Every record should be written out exactly, with the pictures left out.

Dataset entries
■ ■ ■ ■
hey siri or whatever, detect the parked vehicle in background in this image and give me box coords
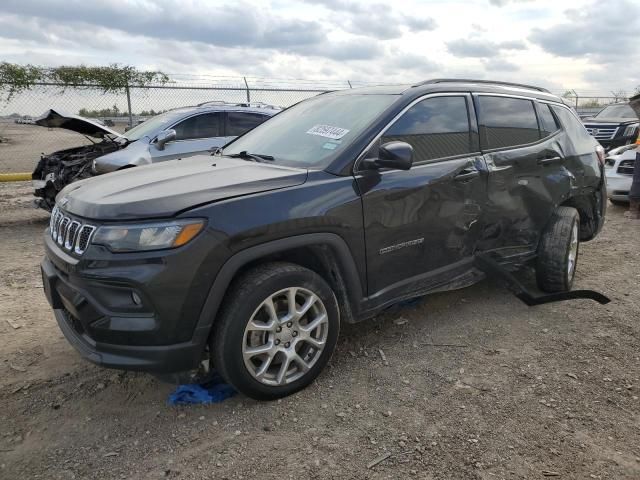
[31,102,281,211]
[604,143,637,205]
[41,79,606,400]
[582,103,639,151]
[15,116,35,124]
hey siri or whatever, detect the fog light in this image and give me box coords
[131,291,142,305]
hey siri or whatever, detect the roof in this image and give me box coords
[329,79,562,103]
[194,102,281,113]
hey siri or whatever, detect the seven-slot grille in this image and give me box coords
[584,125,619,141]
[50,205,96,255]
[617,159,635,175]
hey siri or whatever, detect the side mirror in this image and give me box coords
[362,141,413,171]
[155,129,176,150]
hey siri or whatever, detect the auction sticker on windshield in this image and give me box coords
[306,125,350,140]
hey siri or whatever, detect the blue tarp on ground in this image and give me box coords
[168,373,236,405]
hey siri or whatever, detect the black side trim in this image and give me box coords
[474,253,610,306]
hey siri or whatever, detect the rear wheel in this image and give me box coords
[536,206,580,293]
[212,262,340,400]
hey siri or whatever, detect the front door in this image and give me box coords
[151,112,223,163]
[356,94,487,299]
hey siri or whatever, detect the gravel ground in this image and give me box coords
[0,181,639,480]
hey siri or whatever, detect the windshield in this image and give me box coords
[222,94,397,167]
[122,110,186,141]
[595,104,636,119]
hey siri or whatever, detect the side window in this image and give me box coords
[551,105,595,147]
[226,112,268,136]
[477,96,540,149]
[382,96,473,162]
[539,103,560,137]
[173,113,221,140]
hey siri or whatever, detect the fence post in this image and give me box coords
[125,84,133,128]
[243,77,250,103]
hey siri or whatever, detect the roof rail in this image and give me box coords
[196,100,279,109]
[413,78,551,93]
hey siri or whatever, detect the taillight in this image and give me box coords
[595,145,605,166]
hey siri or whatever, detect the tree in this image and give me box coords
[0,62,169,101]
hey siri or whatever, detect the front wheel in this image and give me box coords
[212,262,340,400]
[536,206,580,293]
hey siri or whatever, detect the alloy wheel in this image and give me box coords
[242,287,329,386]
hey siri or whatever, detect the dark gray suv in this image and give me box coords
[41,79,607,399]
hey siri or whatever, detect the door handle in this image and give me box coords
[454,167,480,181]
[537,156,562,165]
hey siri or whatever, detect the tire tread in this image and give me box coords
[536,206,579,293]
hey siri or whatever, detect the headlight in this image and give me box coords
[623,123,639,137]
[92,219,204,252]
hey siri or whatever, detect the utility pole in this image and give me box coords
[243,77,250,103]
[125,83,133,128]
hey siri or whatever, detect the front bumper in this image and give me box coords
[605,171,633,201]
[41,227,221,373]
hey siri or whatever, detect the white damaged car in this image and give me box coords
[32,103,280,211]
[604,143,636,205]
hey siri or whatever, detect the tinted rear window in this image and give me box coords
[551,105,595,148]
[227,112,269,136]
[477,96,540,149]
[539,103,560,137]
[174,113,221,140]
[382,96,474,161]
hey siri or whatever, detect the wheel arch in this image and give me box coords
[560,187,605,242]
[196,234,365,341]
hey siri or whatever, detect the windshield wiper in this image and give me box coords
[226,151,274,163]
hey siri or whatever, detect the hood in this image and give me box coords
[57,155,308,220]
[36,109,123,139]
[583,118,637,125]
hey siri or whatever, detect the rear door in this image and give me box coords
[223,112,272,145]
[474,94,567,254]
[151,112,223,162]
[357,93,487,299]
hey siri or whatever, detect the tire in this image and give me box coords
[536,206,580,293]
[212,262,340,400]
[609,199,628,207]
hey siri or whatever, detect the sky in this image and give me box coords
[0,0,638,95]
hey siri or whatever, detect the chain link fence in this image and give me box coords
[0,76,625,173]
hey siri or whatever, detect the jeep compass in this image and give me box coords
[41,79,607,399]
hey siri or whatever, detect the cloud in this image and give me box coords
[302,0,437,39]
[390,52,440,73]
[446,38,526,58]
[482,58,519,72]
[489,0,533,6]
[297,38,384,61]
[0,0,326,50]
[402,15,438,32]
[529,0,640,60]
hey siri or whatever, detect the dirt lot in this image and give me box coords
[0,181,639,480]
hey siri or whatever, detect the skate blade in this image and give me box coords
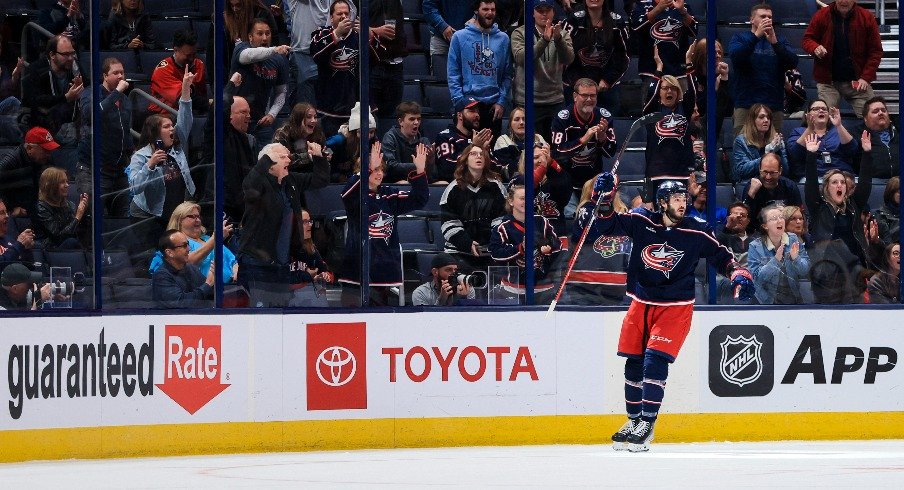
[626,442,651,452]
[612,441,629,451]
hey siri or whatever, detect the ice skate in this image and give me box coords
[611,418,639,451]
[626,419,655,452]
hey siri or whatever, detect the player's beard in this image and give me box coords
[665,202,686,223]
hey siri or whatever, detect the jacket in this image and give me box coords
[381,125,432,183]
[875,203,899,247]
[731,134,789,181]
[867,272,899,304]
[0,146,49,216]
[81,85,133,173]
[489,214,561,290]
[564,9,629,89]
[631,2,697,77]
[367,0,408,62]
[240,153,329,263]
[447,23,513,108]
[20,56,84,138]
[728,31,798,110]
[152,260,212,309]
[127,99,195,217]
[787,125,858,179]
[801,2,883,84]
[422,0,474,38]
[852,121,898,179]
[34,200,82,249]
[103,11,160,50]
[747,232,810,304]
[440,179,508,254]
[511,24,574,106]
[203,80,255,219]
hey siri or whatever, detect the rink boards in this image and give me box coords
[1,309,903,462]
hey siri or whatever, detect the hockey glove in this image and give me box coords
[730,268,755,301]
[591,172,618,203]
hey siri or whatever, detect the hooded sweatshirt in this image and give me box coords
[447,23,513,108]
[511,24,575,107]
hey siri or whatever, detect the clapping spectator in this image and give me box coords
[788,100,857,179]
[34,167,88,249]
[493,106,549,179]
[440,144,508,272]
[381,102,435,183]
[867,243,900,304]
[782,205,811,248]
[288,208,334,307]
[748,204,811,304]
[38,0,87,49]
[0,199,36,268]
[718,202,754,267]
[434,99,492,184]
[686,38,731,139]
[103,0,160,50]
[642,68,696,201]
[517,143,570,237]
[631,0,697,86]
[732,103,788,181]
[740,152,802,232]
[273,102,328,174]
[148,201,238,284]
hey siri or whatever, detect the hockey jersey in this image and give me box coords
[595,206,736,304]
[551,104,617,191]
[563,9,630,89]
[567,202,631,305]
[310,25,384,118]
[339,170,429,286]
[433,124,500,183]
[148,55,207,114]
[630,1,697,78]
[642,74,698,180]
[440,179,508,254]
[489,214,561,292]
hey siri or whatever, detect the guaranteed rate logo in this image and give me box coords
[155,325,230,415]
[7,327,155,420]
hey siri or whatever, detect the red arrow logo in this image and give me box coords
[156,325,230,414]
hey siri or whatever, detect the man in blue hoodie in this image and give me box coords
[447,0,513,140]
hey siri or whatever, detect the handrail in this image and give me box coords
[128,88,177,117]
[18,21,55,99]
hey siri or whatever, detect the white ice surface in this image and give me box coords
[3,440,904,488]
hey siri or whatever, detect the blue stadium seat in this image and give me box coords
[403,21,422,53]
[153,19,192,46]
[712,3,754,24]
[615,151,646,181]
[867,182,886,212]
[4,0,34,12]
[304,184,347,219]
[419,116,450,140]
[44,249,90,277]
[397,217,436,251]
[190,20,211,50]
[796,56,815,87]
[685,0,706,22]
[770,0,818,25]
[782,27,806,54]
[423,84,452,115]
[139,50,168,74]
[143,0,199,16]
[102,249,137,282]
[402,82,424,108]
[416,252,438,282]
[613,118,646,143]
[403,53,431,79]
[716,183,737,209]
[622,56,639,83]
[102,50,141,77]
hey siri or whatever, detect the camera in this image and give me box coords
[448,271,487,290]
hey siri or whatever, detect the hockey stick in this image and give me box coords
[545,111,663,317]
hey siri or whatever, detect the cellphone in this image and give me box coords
■ ■ ■ ■
THE ANSWER:
hey siri or whatever, detect the parked vehicle in background in this image and give me box coords
[31,102,281,211]
[604,143,637,205]
[41,79,606,400]
[582,103,639,151]
[15,116,35,124]
hey siri or whatever, detect the fog light in this image and give me box coords
[131,291,142,305]
hey siri or whatever, detect the roof in this image and give me box coords
[329,79,562,103]
[194,102,281,113]
hey siri or whatever, detect the seven-slot grille in this image and give me box coords
[584,125,619,141]
[50,205,96,255]
[617,159,635,175]
hey siri or whatever, detect the side mirror in this image and give me box coords
[362,141,413,171]
[155,129,176,150]
hey siri or whatever, detect the auction sticker on windshield in this image and give me box coords
[306,125,350,140]
hey siri or whatever, detect the blue tarp on ground in this image and give me box coords
[168,373,236,405]
hey siri or whatever, detect the black side trim in this image and give me box coords
[474,253,610,306]
hey siri or whatever, detect the rear wheel in this image and give me box coords
[536,206,580,293]
[212,262,340,400]
hey siri or whatever, detect the front door in this image and give me box coords
[151,112,223,163]
[356,94,487,299]
hey siri or whatever, detect the gravel ground in this image and give me box coords
[0,181,639,480]
hey siri or whatever, detect the windshield in this image and give me box coords
[222,94,397,167]
[122,110,186,141]
[595,104,636,119]
hey siri or whatever, detect the side window in this image and give me box coords
[551,105,595,147]
[226,112,268,136]
[477,96,540,149]
[382,96,473,162]
[539,103,560,137]
[173,113,221,140]
hey siri or whatever, detect the fence post in this image and give me box coords
[125,84,133,128]
[243,77,250,103]
hey siri or whatever, detect the roof rail in this image and give me box coords
[196,100,279,109]
[413,78,551,93]
hey siri or whatever, detect the taillight in this image and give me box coords
[595,145,605,166]
hey siri or whatever, detect the tree in this image and give me box coords
[0,62,169,101]
hey siri or whatever, detect the front wheel in this image and give me box coords
[212,262,340,400]
[536,206,580,293]
hey siri or whatever, detect the alloy wheel in this image and give me box coords
[242,287,329,386]
hey siri or whatever, detect the dark gray suv in this image and give me box coords
[41,79,607,399]
hey siri or whatever, detect the door handle in this image and give me box coords
[454,167,480,181]
[537,156,562,165]
hey siri or whatever, detect the tire tread in this image and give me box coords
[536,206,579,293]
hey siri or whatever, detect the headlight in this image and give me box coords
[623,123,639,137]
[92,219,204,252]
hey siri or whatever, detect the utility pole in this image and give me box coords
[243,77,250,103]
[125,83,133,128]
hey siri or whatever, detect the front bumper in this image and give me box coords
[605,171,633,201]
[41,227,221,373]
hey siri or whatever, detect the white damaged car in this image and give me box coords
[32,103,280,211]
[604,143,636,205]
hey siri or whatever, detect the tinted rear window in this image and give me box coords
[551,105,595,148]
[227,112,269,136]
[477,96,540,149]
[539,103,560,137]
[174,113,221,140]
[382,96,474,161]
hey siri or whatever, detect the wheel arch in this image and give me box coords
[560,187,605,242]
[196,234,365,341]
hey siri or whatever, detect the windshield wiper in this image and give me box coords
[226,151,274,163]
hey siri or whatever, detect the hood in this image and give me box coords
[57,155,308,220]
[36,109,123,139]
[583,118,637,125]
hey siri or whatever, detect the rear door in this image and give me box coords
[223,112,272,145]
[474,94,567,254]
[151,112,223,162]
[357,93,487,299]
hey siri or whatever, detect the tire in this image and give me box coords
[536,206,580,293]
[212,262,340,400]
[609,199,628,207]
hey siri or whatever, detect the sky in this image and give me box coords
[0,0,638,95]
hey siri or whatever, detect the chain link fence in this image and give me box coords
[0,76,625,173]
hey siri or whatever, detect the jeep compass in this image and give me box coords
[41,79,607,399]
hey siri or whatever, detect the cloud in this image and give me box coords
[302,0,437,39]
[390,52,440,73]
[446,38,526,58]
[482,58,519,72]
[489,0,533,6]
[297,38,384,61]
[0,0,326,50]
[402,15,438,32]
[529,0,640,60]
hey siri or whatever, detect the dirt lot in this image and give me box coords
[0,181,639,480]
hey siri or whatever, detect the skate blade in this image and give me box coords
[626,442,651,452]
[612,441,629,451]
hey siri or whatever, detect the ice skate in this image and give me box coords
[611,418,639,451]
[626,419,655,452]
hey siri or whatever, detect the player's beard in this image and give me box coords
[665,202,686,223]
hey siri or whatever, detect the jacket in this image and give me box coords
[381,125,432,183]
[875,203,899,247]
[731,134,789,181]
[867,272,899,304]
[0,146,49,216]
[81,85,133,173]
[489,214,561,290]
[564,9,629,89]
[631,2,697,77]
[367,0,408,62]
[240,153,329,263]
[447,23,513,108]
[20,56,84,138]
[728,31,798,110]
[152,260,212,309]
[127,99,195,217]
[787,125,858,179]
[801,2,883,84]
[422,0,474,38]
[852,121,898,179]
[34,200,82,249]
[103,11,160,50]
[747,232,810,304]
[440,179,508,254]
[511,24,574,106]
[203,80,255,219]
hey siri or whatever, detect the rink boards in this image and give me box coords
[1,309,903,462]
hey siri or whatever, detect the hockey glove in this image and give me box coords
[730,268,755,301]
[591,172,618,203]
hey siri or whatever, detect the hooded sweatshirt in this image and give me box coords
[447,23,513,108]
[511,24,575,107]
hey siri or whatever, detect the clapping spectator in this image and give me box coords
[788,100,857,179]
[34,167,88,249]
[493,106,549,179]
[440,144,508,272]
[381,102,435,183]
[867,243,900,304]
[782,205,811,248]
[288,208,334,307]
[748,204,811,304]
[38,0,87,49]
[0,199,36,268]
[718,202,754,267]
[434,99,492,184]
[686,38,731,139]
[103,0,160,50]
[642,68,696,201]
[517,143,570,237]
[631,0,697,86]
[732,103,788,181]
[740,152,802,232]
[273,102,328,174]
[148,201,238,284]
hey siri or whatever, detect the hockey jersey in this image and give me box coords
[595,206,736,304]
[551,104,617,191]
[563,9,630,89]
[567,202,631,305]
[310,25,384,118]
[339,170,429,286]
[433,124,500,183]
[148,55,207,114]
[630,1,697,78]
[642,74,698,180]
[440,179,508,254]
[489,214,561,292]
hey siri or whatever, detect the guaranteed rate logo in this image and give me box coords
[155,325,230,415]
[7,327,155,420]
hey siri or whatever, detect the red arrow logo in this image and give me box coords
[156,325,230,414]
hey siri or whatever, detect the man in blue hoodie in this image and give me box coords
[447,0,513,140]
hey siri or whatever, detect the handrail in this image and give me box coords
[128,88,177,117]
[18,21,55,99]
hey siri or whatever, detect the white ice surface in this image and give me box coords
[3,440,904,488]
hey siri or whatever, detect the blue stadium seat in this image and give me box coords
[403,21,422,53]
[153,19,192,46]
[712,3,754,24]
[615,151,646,181]
[867,182,886,212]
[4,0,34,12]
[304,184,347,219]
[419,116,450,140]
[44,249,90,277]
[397,217,436,251]
[190,20,211,50]
[796,56,815,87]
[685,0,706,22]
[770,0,818,25]
[782,27,806,54]
[423,84,452,115]
[139,50,168,74]
[143,0,199,16]
[102,249,137,282]
[402,82,424,108]
[416,252,438,282]
[613,118,646,143]
[403,53,431,79]
[716,183,737,209]
[622,56,639,83]
[102,50,141,77]
hey siri or whatever, detect the camera in this image and give me box coords
[448,271,487,290]
hey siri or whatever, detect the hockey stick in this image and give me box coords
[545,111,663,317]
hey siri or whatever, detect the cellphone in this image and give me box coords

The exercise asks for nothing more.